Aufgabe. Schreib aus dem Text über das Buch von György Dalos das Stück von "György Dalos ist" bis einschließlich "in Polen skizziert." wortgetreu ab.

Textauszug.
|---|

Der ungarische Autor György Dalos registriert die Zeichen des Verfalls der Sowjetunion. Damit begann "Das Ende der Diktaturen in Osteuropa" - so der Untertitel seines Buches "Der Vorhang geht auf". Es war nicht nur die Überalterung der Führungseliten, die den Niedergang des sowjetischen Imperiums anzeigte: der Krieg in Afghanistan, die Reaktorkatastrophe von Tschernobyl, das Wettrüsten mit der NATO beschleunigten den Zerfall. Michail Gorbatschow, der als Mittfünfziger den greisen Tschernenko beerbte, stand einem System vor, das auch die Krise in den Satellitenstaaten nicht länger steuern konnte und wollte - weder ökonomisch noch politisch.
"Die Sowjetunion hat sich eindeutig übernommen und außerdem waren diese Länder zunehmend eine Quelle von Problemen; einige, weil ihre Führung sowjetischer sein wollte als die Sowjets selbst, andere, weil sie zu wenig sowjetisch waren."
György Dalos ist Schriftsteller und Historiker. Er hat in Moskau die Universität besucht, heute lebt er in Berlin. Die Schattenseiten des "realexistierenden Sozialismus" studierte Dalos als demokratischer Oppositioneller in den 70er- und 80er-Jahren in Ungarn: ein gelernter Dissident mit besten Kontakten zu Gesinnungsgenossen in ganz Osteuropa. Wer also wäre berufener, die Auflösung der Sowjetunion und des Warschauer Paktes zu analysieren? Dalos beschreibt die Jahre der Wende von Polen bis Rumänien mit reicher Faktenkenntnis - und: mit leiser Ironie. So zum Beispiel, wenn er die politische Bedeutung der katholischen Kirche in Polen skizziert.
"Dass die Kirche in Polen diese ausgleichende Rolle zwischen der Partei und der Bevölkerung spielte, war natürlich einem eklatanten Widerspruch zu verdanken. Die Kommunisten hatten auch das Paradies der Bevölkerung versprochen, aber es war sehr leicht zu prüfen, ob das Paradies schon eingetreten war, während das Paradiesversprechen der Kirche weniger kontrollierbar war."

|---|

Gegebene Daten.
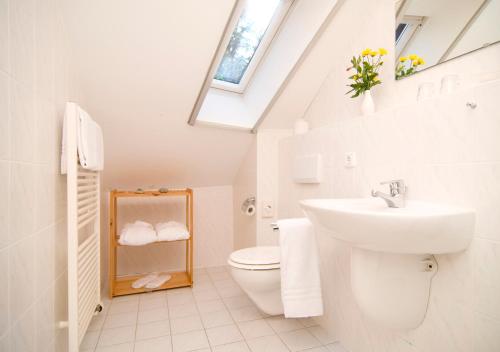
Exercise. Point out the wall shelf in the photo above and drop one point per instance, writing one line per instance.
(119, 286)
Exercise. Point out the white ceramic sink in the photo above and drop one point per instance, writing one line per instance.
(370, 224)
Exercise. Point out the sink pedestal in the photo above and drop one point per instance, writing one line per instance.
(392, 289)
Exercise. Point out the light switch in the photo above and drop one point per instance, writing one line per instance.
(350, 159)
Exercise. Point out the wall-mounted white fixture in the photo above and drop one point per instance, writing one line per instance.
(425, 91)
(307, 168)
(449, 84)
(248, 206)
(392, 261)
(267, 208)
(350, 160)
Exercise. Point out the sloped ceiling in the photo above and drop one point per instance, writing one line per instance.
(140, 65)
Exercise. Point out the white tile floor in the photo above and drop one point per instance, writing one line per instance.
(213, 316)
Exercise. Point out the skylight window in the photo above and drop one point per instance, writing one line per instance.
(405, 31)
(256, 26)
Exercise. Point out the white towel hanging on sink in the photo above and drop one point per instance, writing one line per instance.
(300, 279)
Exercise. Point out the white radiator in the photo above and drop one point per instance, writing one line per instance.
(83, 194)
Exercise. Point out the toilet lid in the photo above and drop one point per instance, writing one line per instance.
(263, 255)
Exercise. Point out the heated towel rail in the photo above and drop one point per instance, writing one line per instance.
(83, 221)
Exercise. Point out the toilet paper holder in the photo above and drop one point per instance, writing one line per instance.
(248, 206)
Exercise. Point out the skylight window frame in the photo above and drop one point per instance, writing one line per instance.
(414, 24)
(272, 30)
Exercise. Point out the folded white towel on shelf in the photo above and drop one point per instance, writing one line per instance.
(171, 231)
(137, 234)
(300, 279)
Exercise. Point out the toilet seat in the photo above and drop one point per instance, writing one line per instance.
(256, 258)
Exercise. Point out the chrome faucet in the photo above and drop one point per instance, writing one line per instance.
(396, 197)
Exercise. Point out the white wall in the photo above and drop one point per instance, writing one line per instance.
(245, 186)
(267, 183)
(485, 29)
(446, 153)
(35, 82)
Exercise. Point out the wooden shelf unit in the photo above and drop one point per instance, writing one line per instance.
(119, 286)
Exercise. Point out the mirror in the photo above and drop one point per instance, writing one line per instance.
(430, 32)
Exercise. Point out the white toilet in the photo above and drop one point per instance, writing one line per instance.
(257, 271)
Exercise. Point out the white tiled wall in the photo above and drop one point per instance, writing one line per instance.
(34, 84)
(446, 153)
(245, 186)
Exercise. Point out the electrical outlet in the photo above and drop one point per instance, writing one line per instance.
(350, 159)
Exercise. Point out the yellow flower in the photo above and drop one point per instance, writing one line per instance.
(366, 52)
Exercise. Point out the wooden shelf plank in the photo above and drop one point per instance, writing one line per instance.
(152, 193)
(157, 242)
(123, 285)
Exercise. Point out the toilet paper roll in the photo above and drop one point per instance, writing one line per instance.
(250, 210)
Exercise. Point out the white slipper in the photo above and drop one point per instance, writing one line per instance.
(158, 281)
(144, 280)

|---|

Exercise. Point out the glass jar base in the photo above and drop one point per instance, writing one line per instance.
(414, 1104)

|---|

Lösung.
György Dalos ist Schriftsteller und Historiker. Er hat in Moskau die Universität besucht, heute lebt er in Berlin. Die Schattenseiten des "realexistierenden Sozialismus" studierte Dalos als demokratischer Oppositioneller in den 70er- und 80er-Jahren in Ungarn: ein gelernter Dissident mit besten Kontakten zu Gesinnungsgenossen in ganz Osteuropa. Wer also wäre berufener, die Auflösung der Sowjetunion und des Warschauer Paktes zu analysieren? Dalos beschreibt die Jahre der Wende von Polen bis Rumänien mit reicher Faktenkenntnis - und: mit leiser Ironie. So zum Beispiel, wenn er die politische Bedeutung der katholischen Kirche in Polen skizziert.